GIVEN DATA:

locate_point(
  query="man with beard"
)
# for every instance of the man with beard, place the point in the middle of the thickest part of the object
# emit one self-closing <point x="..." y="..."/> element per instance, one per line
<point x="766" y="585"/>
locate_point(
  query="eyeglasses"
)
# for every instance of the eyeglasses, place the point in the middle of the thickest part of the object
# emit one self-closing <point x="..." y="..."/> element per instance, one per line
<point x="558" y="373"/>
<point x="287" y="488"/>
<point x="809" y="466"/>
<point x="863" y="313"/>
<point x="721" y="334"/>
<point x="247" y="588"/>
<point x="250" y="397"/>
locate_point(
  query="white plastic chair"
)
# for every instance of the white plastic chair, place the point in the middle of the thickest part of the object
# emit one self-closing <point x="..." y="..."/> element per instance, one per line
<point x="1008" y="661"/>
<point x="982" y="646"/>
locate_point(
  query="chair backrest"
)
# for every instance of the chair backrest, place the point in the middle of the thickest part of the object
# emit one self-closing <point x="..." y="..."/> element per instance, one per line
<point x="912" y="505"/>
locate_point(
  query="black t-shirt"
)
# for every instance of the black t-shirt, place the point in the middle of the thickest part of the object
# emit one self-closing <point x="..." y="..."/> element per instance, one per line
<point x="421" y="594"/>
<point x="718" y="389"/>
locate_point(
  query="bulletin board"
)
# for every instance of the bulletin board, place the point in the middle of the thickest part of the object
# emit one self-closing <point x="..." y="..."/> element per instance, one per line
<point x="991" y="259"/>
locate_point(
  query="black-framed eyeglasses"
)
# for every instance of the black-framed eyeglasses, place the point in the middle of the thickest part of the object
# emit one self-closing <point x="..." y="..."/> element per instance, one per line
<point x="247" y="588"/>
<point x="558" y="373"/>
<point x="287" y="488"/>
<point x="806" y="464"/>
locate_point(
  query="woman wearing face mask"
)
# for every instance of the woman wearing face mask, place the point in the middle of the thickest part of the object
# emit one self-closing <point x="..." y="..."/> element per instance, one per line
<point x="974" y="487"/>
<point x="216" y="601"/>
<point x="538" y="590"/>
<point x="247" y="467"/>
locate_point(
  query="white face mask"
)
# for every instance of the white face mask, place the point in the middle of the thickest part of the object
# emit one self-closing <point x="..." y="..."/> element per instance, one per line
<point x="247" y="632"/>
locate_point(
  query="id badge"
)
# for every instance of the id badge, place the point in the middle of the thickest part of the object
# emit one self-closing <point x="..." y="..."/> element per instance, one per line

PROBLEM: Repeat the entries shown above, every one, word for word.

ANSWER TO THE PROBLEM:
locate_point(
  query="man with beard"
)
# for every instance of the man with beard, place the point in the middle of the thickest part of the object
# emit one self-closing <point x="..." y="..."/> element per instance, one per line
<point x="766" y="585"/>
locate_point(
  query="eyeglasses"
)
# for every instance of the eyeglasses, place the point in the middle of the thickest part of the object
# emit one self-closing <point x="..." y="..."/> element per instance, one per line
<point x="558" y="373"/>
<point x="287" y="488"/>
<point x="809" y="466"/>
<point x="863" y="313"/>
<point x="721" y="334"/>
<point x="247" y="588"/>
<point x="250" y="397"/>
locate_point(
  query="white plastic chair"
)
# for every instance of the white plastic chair, place the point in the middle of the thickest part of the object
# emit one self-closing <point x="..." y="..."/> element per instance, one per line
<point x="1008" y="661"/>
<point x="982" y="646"/>
locate_point(
  query="chair backrest"
)
# for every instance of the chair backrest, place the point in the middle of the thickest part of the object
# emit one self-closing <point x="..." y="..."/> element per instance, one per line
<point x="912" y="505"/>
locate_point(
  query="black t-shirt"
)
# for every instance of the black t-shirt, place the point in the middle of the thickest part of the object
# emit one self-closing <point x="..." y="..."/> element per instance, one per line
<point x="421" y="594"/>
<point x="718" y="389"/>
locate_point(
  query="bulletin board"
)
# for every instance of the bulletin board, place the point in the middle of the thickest part of the object
# emit one self-closing <point x="..." y="..."/> element per instance, one per line
<point x="991" y="259"/>
locate_point(
  query="black-framed eyeglasses"
)
# for every instance of the black-framed eyeglasses, place the point in the middle of the thickest part of the object
# emit one self-closing <point x="..." y="..."/> element per instance, one per line
<point x="247" y="588"/>
<point x="558" y="373"/>
<point x="287" y="488"/>
<point x="806" y="464"/>
locate_point(
  query="woman wearing face mask"
)
# for every instance of the woman wearing face mask, place the point in the middle of the thickest part of the object
# emit one self-closing <point x="..." y="..."/> element per instance, one per line
<point x="974" y="487"/>
<point x="216" y="601"/>
<point x="538" y="590"/>
<point x="247" y="467"/>
locate_point(
  query="white face mask"
)
# for every instance of the white face mask, place the point in the middle of the thickest part of the object
# emit one self-closing <point x="..." y="..."/> element per instance, one per line
<point x="247" y="632"/>
locate_point(
  query="id badge"
)
# for every instance of the id badge, place the point in the middle of the thickest part of the object
# emit one self-closing <point x="..." y="..."/> element per instance, one per line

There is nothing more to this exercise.